**Text section:**
Activist groups in New York City slammed a federal appeal court's decision to block another federal judge's decision ruling the local police department's heavily-criticized "stop and frisk" policy.

"What this ruling means is that the NYPD will continue to profile young people and other people on the streets -- continue to stop and frisk them with no basis whatsoever, except for their race and ethnicity," Fahd Ahmed, legal and policy director for Desis Rising Up and Moving, (DRUM) told The Raw Story in an interview Wednesday afternoon. "This is a continuing disrespect to the rights of New Yorkers and our communities."

Despite being pushed by NYPD Commissioner Ray Kelly as "a fact of urban life," the policy has been decried for years as focusing nearly entirely on Black and Latino communities, while not actually reducing the city's crime rate.

But Ahmed said that while the "stop and frisk's" impact on those communities is indisputable, the city's young South Asian population in neighborhoods like Jackson Heights and Jamaica Queens -- both among the areas registering the most stops over the last 10 years -- is also tangible.

One DRUM member, Ahmed said, reported being stopped by two plainclothes officers in broad daylight on Woodside Avenue and ordered to strip from the waist down and bend over as the officers joked about him "coughing," a reference to medical physical exams, while searching him.

**Exercises to complete:**
**A)** For each statement, say yes or no according to the stop-and-frisk article and quote the words that decide it: (i) Fahd Ahmed is the legal and policy director of DRUM. (ii) The policy has lowered the city's crime rate. (iii) The DRUM member was stopped at night.
**B)** List every organization named in the stop-and-frisk article.
**C)** Quote the stop-and-frisk article starting with "But Ahmed said" and going on through "while searching him.".
The rows that come next have no connection to the stop-and-frisk article.

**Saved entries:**
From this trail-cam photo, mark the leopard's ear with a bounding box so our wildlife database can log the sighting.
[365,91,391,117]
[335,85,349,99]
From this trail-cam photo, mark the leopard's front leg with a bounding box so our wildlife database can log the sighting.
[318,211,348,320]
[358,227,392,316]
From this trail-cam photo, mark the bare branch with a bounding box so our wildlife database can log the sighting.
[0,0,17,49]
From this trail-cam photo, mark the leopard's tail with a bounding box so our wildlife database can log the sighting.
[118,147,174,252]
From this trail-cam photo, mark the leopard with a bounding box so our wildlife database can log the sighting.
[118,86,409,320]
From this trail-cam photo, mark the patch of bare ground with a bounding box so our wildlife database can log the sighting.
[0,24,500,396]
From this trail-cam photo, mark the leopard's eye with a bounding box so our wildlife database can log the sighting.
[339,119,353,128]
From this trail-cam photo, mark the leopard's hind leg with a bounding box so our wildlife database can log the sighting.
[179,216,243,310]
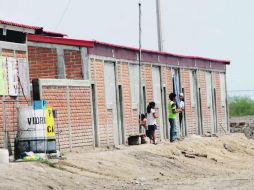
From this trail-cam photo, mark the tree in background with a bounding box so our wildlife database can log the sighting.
[229,96,254,117]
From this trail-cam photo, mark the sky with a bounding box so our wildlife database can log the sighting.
[0,0,254,95]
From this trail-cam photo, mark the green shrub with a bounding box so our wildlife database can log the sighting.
[229,96,254,117]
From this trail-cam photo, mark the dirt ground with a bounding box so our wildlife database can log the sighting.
[0,134,254,190]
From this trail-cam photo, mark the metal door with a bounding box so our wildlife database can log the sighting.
[152,67,166,140]
[190,70,203,135]
[104,62,119,145]
[206,72,216,133]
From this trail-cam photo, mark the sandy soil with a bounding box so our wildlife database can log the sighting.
[0,134,254,190]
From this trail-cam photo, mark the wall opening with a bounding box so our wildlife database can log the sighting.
[91,84,99,147]
[213,88,218,133]
[118,85,125,144]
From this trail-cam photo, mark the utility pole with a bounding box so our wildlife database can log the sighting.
[156,0,164,51]
[138,3,142,130]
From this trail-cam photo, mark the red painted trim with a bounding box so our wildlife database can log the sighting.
[94,41,230,65]
[40,30,68,37]
[27,34,94,47]
[0,20,43,30]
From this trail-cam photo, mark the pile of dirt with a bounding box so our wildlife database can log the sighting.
[0,134,254,190]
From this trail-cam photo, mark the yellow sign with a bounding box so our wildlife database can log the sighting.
[46,106,56,137]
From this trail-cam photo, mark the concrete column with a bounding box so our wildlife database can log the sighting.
[56,47,66,79]
[80,47,89,80]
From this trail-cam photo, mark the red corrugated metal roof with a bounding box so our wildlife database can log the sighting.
[40,30,68,37]
[0,20,43,30]
[27,34,94,47]
[94,41,230,64]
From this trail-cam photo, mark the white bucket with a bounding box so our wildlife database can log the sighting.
[0,149,9,164]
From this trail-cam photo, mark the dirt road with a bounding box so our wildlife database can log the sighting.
[0,134,254,190]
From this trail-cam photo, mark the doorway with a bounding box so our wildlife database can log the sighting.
[91,84,99,147]
[191,70,203,135]
[152,66,166,140]
[104,62,120,145]
[118,85,125,144]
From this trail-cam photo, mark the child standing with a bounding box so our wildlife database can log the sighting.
[168,93,182,142]
[147,102,158,144]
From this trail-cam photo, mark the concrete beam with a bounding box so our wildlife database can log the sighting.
[39,79,90,87]
[0,41,27,51]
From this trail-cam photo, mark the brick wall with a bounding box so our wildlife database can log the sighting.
[121,63,134,137]
[42,86,93,149]
[198,71,211,133]
[182,69,198,134]
[28,46,58,81]
[64,50,82,79]
[213,72,227,133]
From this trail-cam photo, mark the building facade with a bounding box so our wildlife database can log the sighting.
[0,21,229,150]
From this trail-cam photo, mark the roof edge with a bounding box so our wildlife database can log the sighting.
[27,34,94,47]
[94,41,230,65]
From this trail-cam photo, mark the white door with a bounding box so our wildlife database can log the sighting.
[152,67,166,139]
[104,62,119,145]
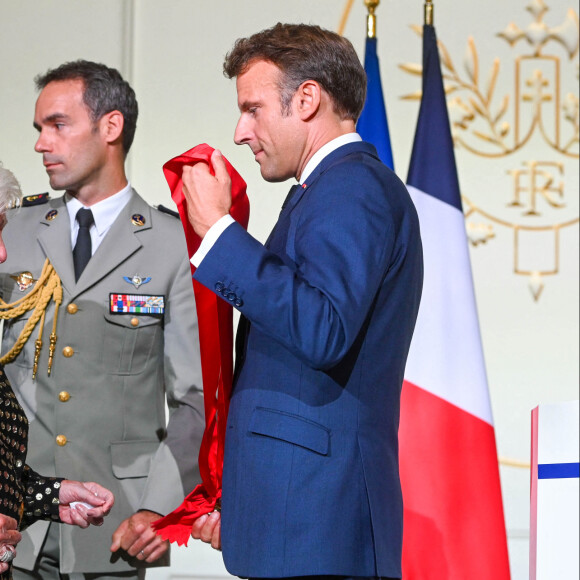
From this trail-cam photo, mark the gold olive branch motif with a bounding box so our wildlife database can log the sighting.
[399,5,580,158]
[399,0,580,301]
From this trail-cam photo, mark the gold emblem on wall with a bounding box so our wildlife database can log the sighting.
[400,0,580,300]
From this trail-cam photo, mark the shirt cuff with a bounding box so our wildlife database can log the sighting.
[190,214,236,268]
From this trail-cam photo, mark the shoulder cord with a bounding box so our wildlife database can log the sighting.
[0,258,62,380]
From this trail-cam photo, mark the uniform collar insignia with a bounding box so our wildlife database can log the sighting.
[10,272,38,292]
[123,275,151,289]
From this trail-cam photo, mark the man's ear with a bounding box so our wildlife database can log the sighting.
[296,80,322,121]
[100,111,125,143]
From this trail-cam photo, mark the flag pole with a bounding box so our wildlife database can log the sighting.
[364,0,381,38]
[424,0,434,26]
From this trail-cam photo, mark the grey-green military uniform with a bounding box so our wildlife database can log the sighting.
[0,191,204,573]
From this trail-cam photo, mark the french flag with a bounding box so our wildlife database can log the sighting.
[399,25,510,580]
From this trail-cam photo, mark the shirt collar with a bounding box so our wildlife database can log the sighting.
[65,182,131,236]
[300,133,362,185]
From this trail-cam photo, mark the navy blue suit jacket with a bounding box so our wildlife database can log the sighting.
[195,142,423,577]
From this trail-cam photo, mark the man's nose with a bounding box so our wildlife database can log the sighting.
[34,132,49,153]
[234,117,250,145]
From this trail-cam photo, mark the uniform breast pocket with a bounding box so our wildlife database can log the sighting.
[103,304,163,375]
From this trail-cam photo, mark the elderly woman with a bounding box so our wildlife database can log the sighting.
[0,163,114,580]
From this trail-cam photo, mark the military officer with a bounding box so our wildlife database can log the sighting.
[0,61,203,580]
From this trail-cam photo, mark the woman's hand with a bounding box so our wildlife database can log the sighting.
[58,479,115,528]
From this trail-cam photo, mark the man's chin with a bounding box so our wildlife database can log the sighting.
[48,177,67,191]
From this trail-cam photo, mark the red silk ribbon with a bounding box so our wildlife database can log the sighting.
[152,143,250,546]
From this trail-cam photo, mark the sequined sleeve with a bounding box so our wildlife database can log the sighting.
[21,465,64,529]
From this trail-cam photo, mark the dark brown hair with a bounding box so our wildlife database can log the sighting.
[224,23,367,121]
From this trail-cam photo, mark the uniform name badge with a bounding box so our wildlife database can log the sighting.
[109,294,165,314]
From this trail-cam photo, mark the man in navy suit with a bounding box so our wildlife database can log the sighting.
[183,24,423,578]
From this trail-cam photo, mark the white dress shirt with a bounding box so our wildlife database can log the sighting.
[65,183,131,256]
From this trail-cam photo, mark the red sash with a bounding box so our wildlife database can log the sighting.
[152,143,250,546]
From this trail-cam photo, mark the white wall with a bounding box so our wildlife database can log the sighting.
[0,0,579,580]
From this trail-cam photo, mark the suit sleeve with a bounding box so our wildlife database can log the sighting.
[195,164,406,369]
[141,251,204,515]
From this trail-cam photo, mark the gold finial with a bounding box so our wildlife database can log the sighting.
[425,0,433,26]
[364,0,381,38]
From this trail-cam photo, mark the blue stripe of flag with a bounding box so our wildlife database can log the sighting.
[407,25,462,211]
[356,38,395,169]
[538,463,580,479]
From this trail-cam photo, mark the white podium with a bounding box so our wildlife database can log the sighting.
[530,401,580,580]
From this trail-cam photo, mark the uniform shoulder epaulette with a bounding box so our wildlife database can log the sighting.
[155,205,179,219]
[22,192,50,207]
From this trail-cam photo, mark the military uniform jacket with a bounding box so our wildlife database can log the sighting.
[0,191,204,573]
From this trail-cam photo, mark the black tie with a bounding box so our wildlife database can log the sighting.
[73,209,95,281]
[281,183,300,211]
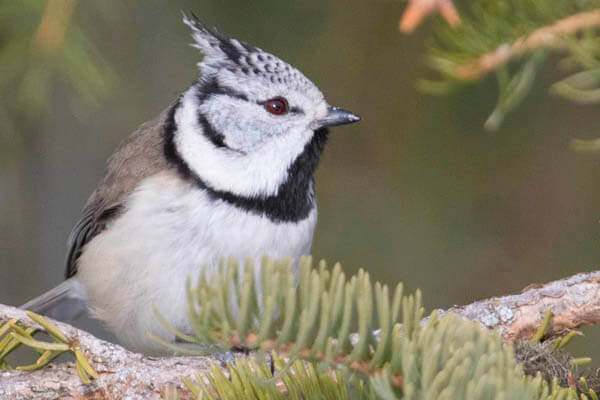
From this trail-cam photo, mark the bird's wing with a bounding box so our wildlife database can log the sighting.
[66,111,169,278]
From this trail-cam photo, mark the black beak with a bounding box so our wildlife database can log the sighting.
[317,107,360,127]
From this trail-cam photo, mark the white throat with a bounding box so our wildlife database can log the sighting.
[173,86,314,197]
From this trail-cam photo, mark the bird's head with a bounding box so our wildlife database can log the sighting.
[166,16,359,203]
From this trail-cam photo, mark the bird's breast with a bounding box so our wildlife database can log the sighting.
[77,172,317,352]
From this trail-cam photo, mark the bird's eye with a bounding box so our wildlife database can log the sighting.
[265,97,289,115]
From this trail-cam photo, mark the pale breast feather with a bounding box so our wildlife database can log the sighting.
[65,107,171,278]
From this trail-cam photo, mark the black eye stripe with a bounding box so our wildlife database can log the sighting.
[198,79,304,114]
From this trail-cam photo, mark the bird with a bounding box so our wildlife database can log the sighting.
[21,14,360,355]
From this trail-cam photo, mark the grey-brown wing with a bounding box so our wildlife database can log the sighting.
[65,111,169,278]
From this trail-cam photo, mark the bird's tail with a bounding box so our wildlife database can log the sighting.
[20,278,87,322]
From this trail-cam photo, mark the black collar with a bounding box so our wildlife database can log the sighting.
[163,100,329,222]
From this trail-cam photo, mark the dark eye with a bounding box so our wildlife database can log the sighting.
[265,97,289,115]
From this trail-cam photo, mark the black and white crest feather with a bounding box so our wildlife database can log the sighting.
[183,14,313,90]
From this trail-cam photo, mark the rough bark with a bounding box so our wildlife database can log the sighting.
[0,305,225,400]
[440,271,600,342]
[0,271,600,400]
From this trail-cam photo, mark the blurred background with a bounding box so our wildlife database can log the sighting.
[0,0,600,365]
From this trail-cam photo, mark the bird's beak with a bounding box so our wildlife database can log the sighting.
[315,107,360,128]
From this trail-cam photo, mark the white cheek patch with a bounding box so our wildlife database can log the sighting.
[174,87,314,197]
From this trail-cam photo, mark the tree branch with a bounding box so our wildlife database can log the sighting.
[0,304,227,400]
[0,271,600,399]
[440,271,600,343]
[455,10,600,80]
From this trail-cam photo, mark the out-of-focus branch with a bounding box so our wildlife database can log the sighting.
[455,10,600,80]
[0,271,600,399]
[0,304,219,400]
[440,271,600,343]
[35,0,75,53]
[399,0,460,33]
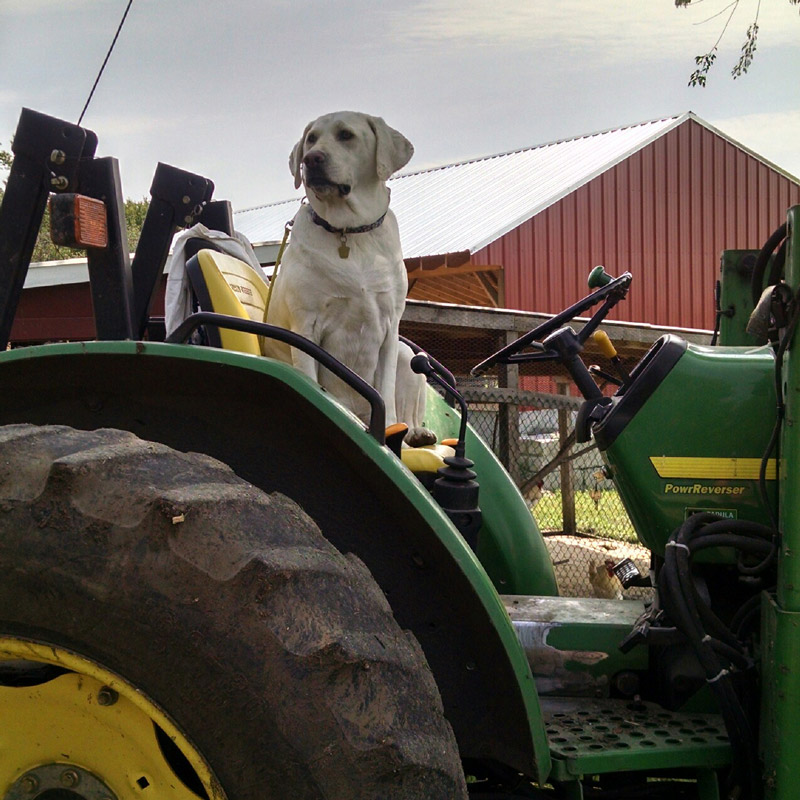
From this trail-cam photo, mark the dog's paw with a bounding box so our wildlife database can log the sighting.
[404,427,436,447]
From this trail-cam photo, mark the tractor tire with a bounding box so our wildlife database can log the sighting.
[0,425,466,800]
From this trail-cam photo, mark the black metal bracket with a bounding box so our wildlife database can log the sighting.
[0,108,97,350]
[132,163,214,339]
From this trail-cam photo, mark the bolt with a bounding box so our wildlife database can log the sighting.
[61,769,81,787]
[97,686,119,706]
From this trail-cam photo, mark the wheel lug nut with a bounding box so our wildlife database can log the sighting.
[97,686,119,706]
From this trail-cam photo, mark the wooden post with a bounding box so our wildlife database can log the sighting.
[556,381,577,535]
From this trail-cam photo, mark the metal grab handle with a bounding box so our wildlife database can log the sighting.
[165,311,386,444]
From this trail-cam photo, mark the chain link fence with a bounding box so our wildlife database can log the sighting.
[401,303,680,598]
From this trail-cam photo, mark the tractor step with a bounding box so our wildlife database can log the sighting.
[541,697,731,797]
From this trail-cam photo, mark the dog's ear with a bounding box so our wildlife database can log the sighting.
[289,122,313,189]
[368,117,414,181]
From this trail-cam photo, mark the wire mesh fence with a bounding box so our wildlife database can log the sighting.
[401,309,664,597]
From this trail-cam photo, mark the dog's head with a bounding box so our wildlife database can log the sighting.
[289,111,414,200]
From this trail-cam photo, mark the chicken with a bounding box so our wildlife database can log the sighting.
[589,558,623,600]
[522,481,544,508]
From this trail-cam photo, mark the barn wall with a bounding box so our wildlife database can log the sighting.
[472,120,800,329]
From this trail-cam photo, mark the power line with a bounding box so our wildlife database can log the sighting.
[78,0,133,125]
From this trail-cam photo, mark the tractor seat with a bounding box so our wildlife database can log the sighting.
[186,249,269,356]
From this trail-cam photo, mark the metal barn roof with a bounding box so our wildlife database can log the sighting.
[234,112,752,259]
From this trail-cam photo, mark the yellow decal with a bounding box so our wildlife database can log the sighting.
[650,456,775,481]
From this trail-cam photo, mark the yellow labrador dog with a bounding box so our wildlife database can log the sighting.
[266,111,424,440]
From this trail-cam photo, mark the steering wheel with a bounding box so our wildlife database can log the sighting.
[470,266,633,377]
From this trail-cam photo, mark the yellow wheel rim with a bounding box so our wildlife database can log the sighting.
[0,637,225,800]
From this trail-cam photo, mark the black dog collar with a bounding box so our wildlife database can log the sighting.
[308,206,389,258]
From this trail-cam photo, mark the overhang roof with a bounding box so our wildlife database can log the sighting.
[234,112,774,262]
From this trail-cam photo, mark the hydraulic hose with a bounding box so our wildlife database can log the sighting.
[658,513,777,800]
[750,222,787,308]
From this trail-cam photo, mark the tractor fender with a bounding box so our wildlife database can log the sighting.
[0,342,550,781]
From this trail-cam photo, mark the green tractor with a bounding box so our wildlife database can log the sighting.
[0,110,800,800]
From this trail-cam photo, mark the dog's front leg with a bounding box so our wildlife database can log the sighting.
[291,315,320,383]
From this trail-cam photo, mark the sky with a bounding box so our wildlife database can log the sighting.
[0,0,800,210]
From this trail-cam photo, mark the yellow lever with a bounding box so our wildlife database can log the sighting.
[592,331,617,359]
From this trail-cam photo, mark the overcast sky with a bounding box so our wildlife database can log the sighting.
[0,0,800,209]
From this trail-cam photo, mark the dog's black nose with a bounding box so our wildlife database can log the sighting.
[303,150,328,169]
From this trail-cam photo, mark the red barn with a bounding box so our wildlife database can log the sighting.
[235,112,800,329]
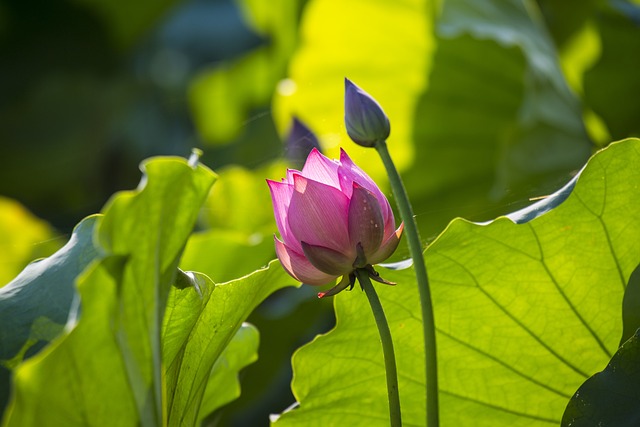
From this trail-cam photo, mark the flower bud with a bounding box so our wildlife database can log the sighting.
[344,78,391,147]
[267,148,403,292]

**Answers in order:**
**A)**
(i) Yes: "Fahd Ahmed, legal and policy director for Desis Rising Up and Moving, (DRUM)"
(ii) No: "while not actually reducing the city's crime rate"
(iii) No: "in broad daylight on Woodside Avenue"

**B)**
NYPD
Desis Rising Up and Moving (DRUM)
The Raw Story

**C)**
But Ahmed said that while the "stop and frisk's" impact on those communities is indisputable, the city's young South Asian population in neighborhoods like Jackson Heights and Jamaica Queens -- both among the areas registering the most stops over the last 10 years -- is also tangible.

One DRUM member, Ahmed said, reported being stopped by two plainclothes officers in broad daylight on Woodside Avenue and ordered to strip from the waist down and bend over as the officers joked about him "coughing," a reference to medical physical exams, while searching him.